■ Document text:
§

In grocery, the category Australians search most frequently, the local operators are the ones AI platforms trust. That advantage was earned through decades of content, product data and local relevance.

Filip Ivanković··3 min read
3 min read

Woolworths owns 20% of AI search visibility in the Australian grocery category. Coles holds 17%. Amazon sits third at 13%, with Aldi fourth at 7%.

The data comes from Jaywing's latest analysis of how AI platforms surface brand recommendations when consumers ask product and shopping questions. In grocery and food, the two Australian supermarket giants are outperforming the global e-commerce leader in the channel that is increasingly replacing traditional search.

That is not the full picture. Amazon dominates across six of the major retail categories analysed, including electronics where it leads with 42% visibility. JB Hi-Fi holds 31% and Harvey Norman sits at 22% in that category. But in the categories that matter most to everyday Australian shoppers, local retailers have built genuine authority.

§

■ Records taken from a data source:
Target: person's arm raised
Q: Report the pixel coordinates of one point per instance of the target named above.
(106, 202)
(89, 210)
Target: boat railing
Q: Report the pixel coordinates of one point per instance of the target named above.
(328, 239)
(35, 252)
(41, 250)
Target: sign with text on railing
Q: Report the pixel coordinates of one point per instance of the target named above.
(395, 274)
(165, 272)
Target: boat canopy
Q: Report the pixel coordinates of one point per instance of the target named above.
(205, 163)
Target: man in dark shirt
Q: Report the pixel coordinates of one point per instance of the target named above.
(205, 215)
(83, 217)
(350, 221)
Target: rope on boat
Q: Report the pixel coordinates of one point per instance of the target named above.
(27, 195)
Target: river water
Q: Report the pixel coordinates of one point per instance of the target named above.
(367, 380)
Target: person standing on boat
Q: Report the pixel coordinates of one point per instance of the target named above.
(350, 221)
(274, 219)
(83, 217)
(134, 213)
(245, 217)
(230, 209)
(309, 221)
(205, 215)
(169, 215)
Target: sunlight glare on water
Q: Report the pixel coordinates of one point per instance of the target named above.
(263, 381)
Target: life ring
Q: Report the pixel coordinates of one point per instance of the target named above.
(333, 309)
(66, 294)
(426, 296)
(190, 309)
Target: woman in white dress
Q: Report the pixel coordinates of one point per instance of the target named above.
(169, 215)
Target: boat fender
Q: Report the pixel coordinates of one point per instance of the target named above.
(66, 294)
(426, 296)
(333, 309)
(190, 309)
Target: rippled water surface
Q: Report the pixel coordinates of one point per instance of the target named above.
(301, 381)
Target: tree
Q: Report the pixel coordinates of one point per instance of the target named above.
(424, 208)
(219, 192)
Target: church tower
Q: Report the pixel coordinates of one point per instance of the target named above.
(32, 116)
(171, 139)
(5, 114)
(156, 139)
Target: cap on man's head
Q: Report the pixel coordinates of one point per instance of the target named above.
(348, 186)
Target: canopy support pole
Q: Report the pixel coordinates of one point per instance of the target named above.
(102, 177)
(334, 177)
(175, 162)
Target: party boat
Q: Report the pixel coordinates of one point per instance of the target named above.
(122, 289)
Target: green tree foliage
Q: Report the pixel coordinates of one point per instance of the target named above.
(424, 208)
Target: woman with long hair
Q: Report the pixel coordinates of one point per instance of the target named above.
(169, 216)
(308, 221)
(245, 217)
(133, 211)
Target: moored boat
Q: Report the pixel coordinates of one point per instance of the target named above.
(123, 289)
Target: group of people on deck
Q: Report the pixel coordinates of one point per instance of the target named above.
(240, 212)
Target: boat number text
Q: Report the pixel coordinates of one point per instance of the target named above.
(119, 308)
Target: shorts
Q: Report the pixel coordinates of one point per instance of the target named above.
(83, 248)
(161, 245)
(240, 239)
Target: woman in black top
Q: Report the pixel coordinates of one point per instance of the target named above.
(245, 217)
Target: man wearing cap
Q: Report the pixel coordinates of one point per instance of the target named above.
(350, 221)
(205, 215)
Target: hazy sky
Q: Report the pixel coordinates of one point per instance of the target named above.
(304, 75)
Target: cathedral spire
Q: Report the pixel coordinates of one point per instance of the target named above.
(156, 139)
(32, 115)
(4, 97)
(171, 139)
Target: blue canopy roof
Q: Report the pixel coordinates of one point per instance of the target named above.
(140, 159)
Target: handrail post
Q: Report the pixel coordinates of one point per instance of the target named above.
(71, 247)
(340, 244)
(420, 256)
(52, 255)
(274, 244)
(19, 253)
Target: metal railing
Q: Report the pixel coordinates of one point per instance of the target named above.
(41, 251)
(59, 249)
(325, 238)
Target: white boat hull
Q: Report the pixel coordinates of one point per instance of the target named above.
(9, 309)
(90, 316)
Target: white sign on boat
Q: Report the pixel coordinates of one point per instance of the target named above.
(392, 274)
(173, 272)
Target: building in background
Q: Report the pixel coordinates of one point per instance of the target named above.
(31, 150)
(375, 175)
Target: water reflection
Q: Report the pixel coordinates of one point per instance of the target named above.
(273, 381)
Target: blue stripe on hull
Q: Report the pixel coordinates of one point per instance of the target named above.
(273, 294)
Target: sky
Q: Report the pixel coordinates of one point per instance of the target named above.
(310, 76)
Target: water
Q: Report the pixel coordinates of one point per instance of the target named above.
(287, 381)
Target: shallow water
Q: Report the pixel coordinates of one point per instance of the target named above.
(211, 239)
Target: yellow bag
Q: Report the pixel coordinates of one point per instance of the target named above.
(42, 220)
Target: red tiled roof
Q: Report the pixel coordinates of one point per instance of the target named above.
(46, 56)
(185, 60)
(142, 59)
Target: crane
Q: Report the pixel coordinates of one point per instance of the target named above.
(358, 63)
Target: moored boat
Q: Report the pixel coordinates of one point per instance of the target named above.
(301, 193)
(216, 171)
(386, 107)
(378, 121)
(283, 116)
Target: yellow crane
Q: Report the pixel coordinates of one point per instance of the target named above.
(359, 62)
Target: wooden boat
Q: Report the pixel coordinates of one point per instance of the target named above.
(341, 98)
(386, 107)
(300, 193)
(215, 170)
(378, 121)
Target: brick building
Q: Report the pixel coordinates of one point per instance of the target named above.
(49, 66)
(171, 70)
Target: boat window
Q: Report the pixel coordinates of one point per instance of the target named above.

§

■ Things to do:
- A) Name every retailer mentioned in the article on AI search visibility in Australian retail.
- B) Extend the article on AI search visibility in Australian retail with a paragraph that picks up after its final sentence.
The items above are separate material with no link to the article on AI search visibility.

■ Answers below:
- A) Woolworths, Coles, Amazon, Aldi, JB Hi-Fi, Harvey Norman

- B)
20%

Woolworths' share of AI search visibility in Australian grocery, ahead of Amazon at 13%

The mechanism behind AI search visibility is different from traditional SEO. AI models draw on structured product data, brand authority signals, review ecosystems and content depth. Woolworths and Coles have invested heavily in all four. Their product catalogues are deeply structured. Their loyalty programs generate first-party data that feeds personalisation. Their content marketing, recipe databases and health information pages create the kind of topical authority that AI models reward.

Amazon's strength in electronics and general merchandise comes from a different set of signals: massive review volume, comparison content and marketplace breadth. Where Amazon lacks in Australia is local specificity. AI models answering questions about weekly grocery shopping, meal planning or local product availability will naturally favour the retailers that have built content around those queries for years.

The retail media angle is equally significant. Woolworths' media unit Cartology and Coles' equivalent Coles 360 are approaching a combined $1 billion in advertising revenue. That revenue depends on foot traffic, both physical and digital. If AI search sends more grocery queries toward Woolworths and Coles, their retail media businesses become more valuable, creating a flywheel effect.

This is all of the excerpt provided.